Diabetischer Fuß: Megaproblem trifft Mikroverständnis

Ein Großteil der Betroffenen schämt sich so, dass sie lange Zeit keine ärztliche Hilfe in Anspruch nehmen. Häufig wird die Wundentstehung völlig übersehen. Mangelnde Fußkontrollen und falsches Schuhwerk tun ein Übriges. Auf der anderen Seite stehen ein unzulängliches Netzwerk kompetenter Versorgungseinrichtungen und die weitreichende Unkenntnis der enormen Kostenlast, die der diabetische Fuß dem Gesundheitssystem aufbürdet. Jahrzehntelang wurde die Wundbehandlung als „minderwertiges Thema“ an die Pflege delegiert, erst seit einigen Jahren melden sich die Ärzte wieder zurück.

□ □ □ □

Anhand der Informationen:
1. Stimmen diese Aussagen mit dem Textabschnitt überein? (a) Viele Betroffene nehmen aus Scham lange keine ärztliche Hilfe in Anspruch. (b) Die Wundbehandlung lag jahrzehntelang in der Hand der Ärzte. (c) Es gibt ein gut ausgebautes Netzwerk kompetenter Versorgungseinrichtungen. Beantworte jede Aussage mit Ja oder Nein und zitiere dazu die entscheidenden Worte des Textabschnitts wörtlich.
2. Gib bitte den Teil des Textabschnitts zwischen „Ein Großteil der“ und „Ärzte wieder zurück.“ einschließlich beider Stellen wortgetreu aus.
3. Übersetze den Satz „Häufig wird die Wundentstehung völlig übersehen.“ aus dem Textabschnitt ins Englische.

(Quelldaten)
□ □ □ □

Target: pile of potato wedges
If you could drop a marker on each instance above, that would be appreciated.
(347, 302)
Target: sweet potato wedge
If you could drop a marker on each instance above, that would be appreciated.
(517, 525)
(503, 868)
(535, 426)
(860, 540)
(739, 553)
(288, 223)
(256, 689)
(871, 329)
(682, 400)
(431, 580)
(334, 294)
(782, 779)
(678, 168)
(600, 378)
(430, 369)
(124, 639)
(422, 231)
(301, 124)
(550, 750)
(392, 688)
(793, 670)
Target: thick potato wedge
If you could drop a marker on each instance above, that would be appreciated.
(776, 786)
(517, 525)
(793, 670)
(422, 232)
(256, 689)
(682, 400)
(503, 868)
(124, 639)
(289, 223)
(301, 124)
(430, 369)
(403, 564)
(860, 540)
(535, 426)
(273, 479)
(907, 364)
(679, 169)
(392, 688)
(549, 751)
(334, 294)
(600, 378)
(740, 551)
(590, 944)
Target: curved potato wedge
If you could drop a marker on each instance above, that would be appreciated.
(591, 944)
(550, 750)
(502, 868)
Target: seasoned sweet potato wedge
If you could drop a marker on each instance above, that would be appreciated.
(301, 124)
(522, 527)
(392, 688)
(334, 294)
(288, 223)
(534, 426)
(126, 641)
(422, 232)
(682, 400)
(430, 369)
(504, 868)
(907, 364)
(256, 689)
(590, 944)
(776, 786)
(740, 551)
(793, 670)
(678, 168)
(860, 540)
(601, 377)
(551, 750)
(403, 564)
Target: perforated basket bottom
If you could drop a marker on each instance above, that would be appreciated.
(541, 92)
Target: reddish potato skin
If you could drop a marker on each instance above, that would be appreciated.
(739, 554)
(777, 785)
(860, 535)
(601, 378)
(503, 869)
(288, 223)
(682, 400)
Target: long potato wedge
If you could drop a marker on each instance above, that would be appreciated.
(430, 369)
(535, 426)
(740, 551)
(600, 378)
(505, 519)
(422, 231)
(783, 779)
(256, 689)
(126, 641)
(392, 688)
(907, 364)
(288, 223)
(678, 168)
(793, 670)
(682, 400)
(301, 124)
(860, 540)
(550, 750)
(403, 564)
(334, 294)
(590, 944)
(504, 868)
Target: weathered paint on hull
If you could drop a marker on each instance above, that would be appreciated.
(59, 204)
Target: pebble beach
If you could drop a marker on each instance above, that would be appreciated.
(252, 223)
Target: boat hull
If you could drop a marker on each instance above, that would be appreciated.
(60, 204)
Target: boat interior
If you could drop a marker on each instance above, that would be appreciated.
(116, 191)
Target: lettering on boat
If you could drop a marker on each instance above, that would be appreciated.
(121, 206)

□ □ □ □

Antworten nacheinander:
1.
(a) Ja – „Ein Großteil der Betroffenen schämt sich so, dass sie lange Zeit keine ärztliche Hilfe in Anspruch nehmen.“
(b) Nein – „an die Pflege delegiert“
(c) Nein – „ein unzulängliches Netzwerk kompetenter Versorgungseinrichtungen“

2.
Ein Großteil der Betroffenen schämt sich so, dass sie lange Zeit keine ärztliche Hilfe in Anspruch nehmen. Häufig wird die Wundentstehung völlig übersehen. Mangelnde Fußkontrollen und falsches Schuhwerk tun ein Übriges. Auf der anderen Seite stehen ein unzulängliches Netzwerk kompetenter Versorgungseinrichtungen und die weitreichende Unkenntnis der enormen Kostenlast, die der diabetische Fuß dem Gesundheitssystem aufbürdet. Jahrzehntelang wurde die Wundbehandlung als „minderwertiges Thema“ an die Pflege delegiert, erst seit einigen Jahren melden sich die Ärzte wieder zurück.

3. The development of wounds is often completely overlooked.